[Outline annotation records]
=-=-=

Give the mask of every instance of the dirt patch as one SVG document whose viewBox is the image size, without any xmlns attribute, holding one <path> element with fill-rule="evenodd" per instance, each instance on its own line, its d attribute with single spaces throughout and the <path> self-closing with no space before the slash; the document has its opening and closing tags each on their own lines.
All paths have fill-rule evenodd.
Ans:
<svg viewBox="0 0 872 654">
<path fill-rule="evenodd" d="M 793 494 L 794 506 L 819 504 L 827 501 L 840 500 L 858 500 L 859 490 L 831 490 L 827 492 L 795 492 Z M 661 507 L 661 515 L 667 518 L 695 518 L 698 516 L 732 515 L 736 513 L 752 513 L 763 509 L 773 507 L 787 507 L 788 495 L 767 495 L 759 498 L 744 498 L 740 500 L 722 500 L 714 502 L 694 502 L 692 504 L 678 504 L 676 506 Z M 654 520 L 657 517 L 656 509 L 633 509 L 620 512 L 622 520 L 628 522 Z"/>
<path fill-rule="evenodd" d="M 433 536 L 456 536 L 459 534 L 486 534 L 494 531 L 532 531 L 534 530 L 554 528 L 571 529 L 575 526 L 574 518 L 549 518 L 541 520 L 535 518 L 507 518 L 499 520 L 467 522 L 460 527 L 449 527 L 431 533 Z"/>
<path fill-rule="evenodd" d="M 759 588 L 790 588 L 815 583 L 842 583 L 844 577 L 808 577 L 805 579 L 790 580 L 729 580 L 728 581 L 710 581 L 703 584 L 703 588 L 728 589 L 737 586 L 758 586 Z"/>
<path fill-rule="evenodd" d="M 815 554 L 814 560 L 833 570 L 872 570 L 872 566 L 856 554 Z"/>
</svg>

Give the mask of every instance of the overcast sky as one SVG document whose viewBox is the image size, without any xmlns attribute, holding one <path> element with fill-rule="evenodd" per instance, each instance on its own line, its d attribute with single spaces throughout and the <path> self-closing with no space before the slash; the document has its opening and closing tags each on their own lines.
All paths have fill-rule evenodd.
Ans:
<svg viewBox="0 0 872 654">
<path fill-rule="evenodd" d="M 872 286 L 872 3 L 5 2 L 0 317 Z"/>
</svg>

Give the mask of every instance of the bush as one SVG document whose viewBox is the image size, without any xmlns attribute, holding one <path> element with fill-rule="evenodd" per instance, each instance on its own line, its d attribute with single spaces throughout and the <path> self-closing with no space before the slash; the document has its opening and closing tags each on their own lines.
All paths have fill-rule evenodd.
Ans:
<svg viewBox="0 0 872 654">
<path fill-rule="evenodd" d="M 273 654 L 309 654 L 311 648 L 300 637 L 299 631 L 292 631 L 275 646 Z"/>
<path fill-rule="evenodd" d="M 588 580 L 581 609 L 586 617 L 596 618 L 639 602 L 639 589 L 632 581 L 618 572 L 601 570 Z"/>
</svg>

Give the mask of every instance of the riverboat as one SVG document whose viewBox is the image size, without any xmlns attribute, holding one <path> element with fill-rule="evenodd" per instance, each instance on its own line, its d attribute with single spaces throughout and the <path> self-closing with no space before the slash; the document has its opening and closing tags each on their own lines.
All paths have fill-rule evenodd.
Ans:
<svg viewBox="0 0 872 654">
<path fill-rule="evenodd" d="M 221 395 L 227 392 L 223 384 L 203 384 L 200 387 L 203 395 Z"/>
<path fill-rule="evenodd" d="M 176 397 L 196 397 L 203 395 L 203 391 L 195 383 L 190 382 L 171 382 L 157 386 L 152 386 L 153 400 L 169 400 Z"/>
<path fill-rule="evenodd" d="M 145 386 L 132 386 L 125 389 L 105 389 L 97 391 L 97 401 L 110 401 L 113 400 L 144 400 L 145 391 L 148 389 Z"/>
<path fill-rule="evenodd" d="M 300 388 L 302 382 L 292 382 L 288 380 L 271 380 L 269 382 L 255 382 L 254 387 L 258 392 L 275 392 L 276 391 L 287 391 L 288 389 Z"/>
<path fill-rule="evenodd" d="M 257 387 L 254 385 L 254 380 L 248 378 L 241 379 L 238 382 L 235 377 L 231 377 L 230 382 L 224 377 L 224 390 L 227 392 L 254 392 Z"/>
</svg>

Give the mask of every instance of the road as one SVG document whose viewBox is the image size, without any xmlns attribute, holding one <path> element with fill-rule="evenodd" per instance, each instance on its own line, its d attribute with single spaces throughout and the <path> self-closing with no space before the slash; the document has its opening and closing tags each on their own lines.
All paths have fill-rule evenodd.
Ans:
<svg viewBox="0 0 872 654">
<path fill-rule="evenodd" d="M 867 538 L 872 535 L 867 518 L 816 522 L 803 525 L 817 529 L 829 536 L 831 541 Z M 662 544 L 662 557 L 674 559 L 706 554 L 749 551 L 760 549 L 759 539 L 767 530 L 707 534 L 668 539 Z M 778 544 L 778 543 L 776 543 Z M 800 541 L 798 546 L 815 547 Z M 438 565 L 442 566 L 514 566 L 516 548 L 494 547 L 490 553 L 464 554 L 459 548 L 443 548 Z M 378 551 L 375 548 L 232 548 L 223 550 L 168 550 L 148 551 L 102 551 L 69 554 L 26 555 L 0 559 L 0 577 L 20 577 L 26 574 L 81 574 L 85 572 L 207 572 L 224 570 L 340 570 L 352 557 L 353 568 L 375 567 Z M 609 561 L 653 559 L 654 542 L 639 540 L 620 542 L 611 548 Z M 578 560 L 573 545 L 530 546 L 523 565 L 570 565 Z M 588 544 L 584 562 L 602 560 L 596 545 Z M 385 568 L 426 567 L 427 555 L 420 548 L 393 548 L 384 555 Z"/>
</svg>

=-=-=

Problem description: Can you put each line from the one containing "Give the mask of every instance of the road" through the last line of the records into a JSON list of strings, one string per line, with blank lines omitted?

Written solution:
[
  "Give the mask of every instance of the road as one SVG document whose viewBox is the image size, without any xmlns attribute, holding one <path> element with fill-rule=\"evenodd\" per instance, each instance on its own line, its d attribute with single spaces throughout and the <path> self-closing with no space before the slash; the document has its opening and closing tags each on their own lines.",
  "All paths have fill-rule evenodd.",
  "Ans:",
  "<svg viewBox=\"0 0 872 654\">",
  "<path fill-rule=\"evenodd\" d=\"M 867 538 L 872 535 L 867 518 L 816 522 L 803 525 L 817 529 L 829 536 L 831 541 Z M 662 544 L 662 557 L 674 559 L 706 554 L 749 551 L 760 549 L 759 539 L 767 530 L 707 534 L 668 539 Z M 778 544 L 778 543 L 776 543 Z M 800 541 L 798 546 L 815 547 Z M 438 565 L 442 566 L 514 566 L 516 548 L 494 547 L 490 553 L 464 554 L 459 548 L 443 548 Z M 378 551 L 375 548 L 232 548 L 223 550 L 168 550 L 148 551 L 102 551 L 69 554 L 26 555 L 0 559 L 0 577 L 20 577 L 26 574 L 81 574 L 85 572 L 207 572 L 224 570 L 340 570 L 352 557 L 353 568 L 375 567 Z M 609 561 L 653 559 L 654 542 L 639 540 L 620 542 L 611 548 Z M 578 560 L 573 545 L 530 546 L 523 565 L 570 565 Z M 588 544 L 584 562 L 602 560 L 596 545 Z M 385 568 L 426 567 L 427 555 L 420 548 L 393 548 L 384 555 Z\"/>",
  "</svg>"
]